Schreibstil und Handlung:
Es lässt sich bei fast jedem Satz (und die meisten davon könnte man sich entweder an den Kühlschrank kleben, in ein Achtsamkeitstagebuch schreiben oder an den Badezimmerspiegel hängen) erkennen, dass die Autorin vor allem Gedichte schreibt. So bildlich und reich an Metaphern und Ausschmückungen der Stil aber auch ist, er wirkt nur ganz selten überladen und meistens einfach nur wunderschön. Dies beisst sich leider ein wenig mit der wirklich tragischen Geschichte, die erzählt wird und hat in mir sehr ambivalente Gefühle für die ganze Handlung, aber auch für die grundsätzliche Notwendigkeit des Erzählens solcher Geschichten geweckt. Was hat sprachliche Schönheit in einer Geschichte über Tod, Schmerz, Verlust, Betrug und rohe Gewalt zu suchen? Und wie kann es überhaupt sein, dass man es liebt, dieses Buch zu lesen, obwohl es zuweilen so grausame Geschichten erzählt? Ich werde keine abschliessenden Antworten auf diese Fragen finden und dies ist wohl auch nicht nötig. Denn wenn das Buch doch auch schwülstig wirken kann, so hat die Schönheit der Sprache zumindest den Zweck erfüllt, dass man mittels all der erzählerischen Bilder noch genauer vor sich hat, was überhaupt beschrieben wird und dass man das Buch vor allem auch unbedingt lesen und trotz allem geniessen und nachher auch darüber sprechen will.

## AUFGABEN:
- A) Welche Textgattung schreibt die Autorin laut der Buchbesprechung vor allem?
- B) Nennen Sie alle Themen, die die Buchbesprechung in ihrer Frage nach dem Sinn sprachlicher Schönheit aufführt.
- C) Führen Sie die Buchbesprechung im Anschluss an ihren letzten Satz fort.
Für die Bearbeitung hat das Material keine Bedeutung.

## DATENAUSZUG:
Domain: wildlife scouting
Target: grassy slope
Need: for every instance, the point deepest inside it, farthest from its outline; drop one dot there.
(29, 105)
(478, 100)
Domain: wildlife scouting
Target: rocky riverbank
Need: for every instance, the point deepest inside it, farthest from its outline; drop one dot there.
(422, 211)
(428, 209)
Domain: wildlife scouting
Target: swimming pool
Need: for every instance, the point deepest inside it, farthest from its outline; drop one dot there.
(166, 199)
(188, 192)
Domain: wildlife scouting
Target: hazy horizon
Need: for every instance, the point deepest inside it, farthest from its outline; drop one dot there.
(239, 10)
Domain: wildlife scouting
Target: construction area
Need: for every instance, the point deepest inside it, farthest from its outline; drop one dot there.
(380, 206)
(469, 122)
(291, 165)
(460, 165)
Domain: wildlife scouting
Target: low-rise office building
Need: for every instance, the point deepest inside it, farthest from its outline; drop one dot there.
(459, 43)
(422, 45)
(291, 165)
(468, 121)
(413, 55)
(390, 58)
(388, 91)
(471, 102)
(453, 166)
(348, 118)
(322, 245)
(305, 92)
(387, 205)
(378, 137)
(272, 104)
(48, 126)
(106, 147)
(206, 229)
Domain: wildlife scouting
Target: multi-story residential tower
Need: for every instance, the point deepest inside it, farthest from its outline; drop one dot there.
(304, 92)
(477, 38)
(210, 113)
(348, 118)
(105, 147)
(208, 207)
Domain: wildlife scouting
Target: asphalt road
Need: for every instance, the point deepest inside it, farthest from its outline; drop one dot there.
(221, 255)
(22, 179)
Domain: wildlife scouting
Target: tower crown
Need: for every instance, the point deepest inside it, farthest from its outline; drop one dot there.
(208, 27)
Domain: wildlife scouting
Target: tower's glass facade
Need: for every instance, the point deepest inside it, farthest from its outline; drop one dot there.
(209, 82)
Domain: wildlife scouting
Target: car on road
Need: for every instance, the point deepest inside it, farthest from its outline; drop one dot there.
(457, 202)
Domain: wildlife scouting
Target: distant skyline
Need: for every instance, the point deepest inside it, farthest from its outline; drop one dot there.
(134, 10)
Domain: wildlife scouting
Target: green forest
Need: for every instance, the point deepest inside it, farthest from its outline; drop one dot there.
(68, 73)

## LÖSUNGEN:
- A) Sie schreibt vor allem Gedichte.

- B) Tod, Schmerz, Verlust, Betrug, rohe Gewalt

- C)
Meine Empfehlung:
Dieses Buch wird mich sicher noch länger beschäftigen und es ist gut, dass ich erst morgen wieder zu einem Buch greifen werde, bis dann hat sich der Sturm in mir sicher sicher ein wenig gelegt. Aber das ist eigentlich ein positiver Sturm, weil er aufwühlt, aufweckt und zum Austausch anregt, weshalb ich euch dieses manchmal zart, manchmal kraftvoll und insgesamt sehr poetisch erzählte Buch sehr gerne ans Herz legen möchte.